TASK BRIEF: Output every entry exactly, from the first line to the last.

--------

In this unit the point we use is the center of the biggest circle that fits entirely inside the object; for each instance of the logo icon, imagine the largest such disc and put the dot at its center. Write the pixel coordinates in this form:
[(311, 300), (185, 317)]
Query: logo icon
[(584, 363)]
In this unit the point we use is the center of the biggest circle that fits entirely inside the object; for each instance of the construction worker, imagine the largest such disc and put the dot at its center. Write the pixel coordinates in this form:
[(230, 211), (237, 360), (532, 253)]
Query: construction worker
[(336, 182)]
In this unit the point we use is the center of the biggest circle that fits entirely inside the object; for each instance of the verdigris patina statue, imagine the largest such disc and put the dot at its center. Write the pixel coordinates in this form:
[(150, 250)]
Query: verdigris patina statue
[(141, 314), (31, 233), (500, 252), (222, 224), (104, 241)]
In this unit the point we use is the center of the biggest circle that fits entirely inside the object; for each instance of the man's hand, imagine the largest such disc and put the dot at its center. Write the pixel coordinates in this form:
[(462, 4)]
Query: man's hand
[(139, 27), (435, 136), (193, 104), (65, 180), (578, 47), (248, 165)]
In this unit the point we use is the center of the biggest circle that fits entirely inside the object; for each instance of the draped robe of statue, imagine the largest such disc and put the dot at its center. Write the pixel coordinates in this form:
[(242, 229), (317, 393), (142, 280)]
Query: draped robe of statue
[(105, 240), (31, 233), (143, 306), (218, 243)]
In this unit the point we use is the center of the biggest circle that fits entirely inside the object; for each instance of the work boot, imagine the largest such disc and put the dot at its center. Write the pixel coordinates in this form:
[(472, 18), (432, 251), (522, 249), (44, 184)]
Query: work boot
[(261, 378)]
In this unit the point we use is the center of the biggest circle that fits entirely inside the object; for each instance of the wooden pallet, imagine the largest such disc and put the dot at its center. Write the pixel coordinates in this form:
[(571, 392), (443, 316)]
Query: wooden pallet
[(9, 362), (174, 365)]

--------

REPLY TO THE TASK:
In this unit the point we use is the center of the biggest circle that fits entirely inside the object; for each instance of the logo icon, imagine the largest such disc and put the dot at its center. Write the pixel coordinates in this form:
[(311, 300), (185, 317)]
Query: logo icon
[(584, 363)]
In this unit the point we use is the center of the biggest circle that fits entirely inside the object; for each instance of the construction worker, imagine the largest such disc and put the dot at its center. Write the pixel coordinates in this form:
[(230, 211), (237, 360), (532, 253)]
Query: construction worker
[(336, 182)]
In this unit the point we use is the center of the biggest circle that fits entirely inside the object; for each instance of the verdigris patina statue, imagine the largest such disc and put the dot at its center. Write the pixel coordinates in this form:
[(150, 250)]
Query: verdigris patina statue
[(141, 314), (31, 233), (500, 252), (222, 224), (104, 241)]
In this unit the point we use is the center of the biggest circle that fits entirely inside the object; for each instance of the man's hand, imagine the largest such disc and put the dot at its center. Write the pixel coordinates in this form:
[(462, 4)]
Query: man's hand
[(139, 27), (435, 136), (193, 104), (65, 180), (578, 47), (248, 165)]
In this unit the point we use is the center of the biggest circle that fits entirely inside the object; for each instance of the draped robe of statue, imagine the largest such disc and put the dot at its center. Write the pixel coordinates in this form:
[(242, 229), (317, 393), (142, 280)]
Query: draped robe of statue
[(105, 240), (31, 233), (143, 306), (218, 243)]
In this unit the point we use is the center of the biggest circle that fits entirely inside the object; for each instance of the work boot, imagine the largest such disc and put the dot at its center. Write the pixel coordinates in this form:
[(472, 18), (432, 251), (522, 249), (44, 184)]
Query: work boot
[(261, 378)]
In this unit the point we use is the center of the biggest circle that fits entirely inside the object; for each instance of the wooden pallet, imagine the largest such disc and put the dot at its center. Write the pixel coordinates in this form:
[(571, 392), (443, 316)]
Query: wooden pallet
[(9, 362), (174, 365)]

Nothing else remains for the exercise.